§ Goal:
Reproduce each of the following records line for line, without altering any character.

§ Input rows:

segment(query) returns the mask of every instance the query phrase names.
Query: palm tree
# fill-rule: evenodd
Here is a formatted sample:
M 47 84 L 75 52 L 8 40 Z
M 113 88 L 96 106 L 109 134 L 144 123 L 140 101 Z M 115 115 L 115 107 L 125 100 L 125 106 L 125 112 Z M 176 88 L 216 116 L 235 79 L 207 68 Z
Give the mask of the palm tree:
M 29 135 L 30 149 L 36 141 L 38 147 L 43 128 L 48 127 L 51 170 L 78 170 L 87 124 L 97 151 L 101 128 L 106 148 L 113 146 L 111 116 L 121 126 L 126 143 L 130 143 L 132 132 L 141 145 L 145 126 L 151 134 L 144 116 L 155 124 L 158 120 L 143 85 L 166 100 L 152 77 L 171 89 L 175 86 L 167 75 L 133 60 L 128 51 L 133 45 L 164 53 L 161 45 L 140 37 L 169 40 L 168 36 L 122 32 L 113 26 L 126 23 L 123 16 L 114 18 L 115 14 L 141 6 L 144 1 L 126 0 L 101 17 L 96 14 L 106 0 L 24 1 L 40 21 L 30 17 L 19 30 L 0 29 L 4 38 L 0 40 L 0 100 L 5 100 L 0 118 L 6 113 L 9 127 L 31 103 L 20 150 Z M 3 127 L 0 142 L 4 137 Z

§ Result of the task:
segment(query) returns the mask of every instance the query phrase names.
Query: palm tree
# fill-rule: evenodd
Here is a formatted sample:
M 47 84 L 75 52 L 8 40 Z
M 113 88 L 96 106 L 109 134 L 144 123 L 140 101 Z M 115 115 L 115 107 L 125 100 L 125 106 L 125 112 Z M 176 88 L 216 116 L 235 79 L 207 68 Z
Give the mask of the palm tree:
M 29 135 L 30 149 L 36 141 L 38 147 L 43 128 L 48 127 L 51 170 L 78 170 L 87 124 L 97 151 L 101 128 L 106 148 L 113 146 L 111 116 L 121 126 L 126 143 L 130 143 L 132 132 L 141 145 L 145 126 L 151 134 L 144 116 L 155 124 L 158 120 L 143 85 L 166 100 L 152 77 L 171 89 L 175 86 L 167 75 L 133 60 L 128 51 L 133 45 L 164 53 L 161 45 L 140 37 L 169 40 L 168 36 L 122 32 L 113 26 L 126 23 L 123 16 L 114 18 L 115 14 L 141 6 L 144 1 L 126 0 L 101 17 L 96 14 L 106 0 L 24 1 L 40 21 L 30 17 L 19 30 L 0 29 L 4 38 L 0 40 L 0 100 L 5 100 L 0 118 L 6 113 L 9 127 L 31 103 L 20 150 Z M 3 127 L 0 142 L 4 137 Z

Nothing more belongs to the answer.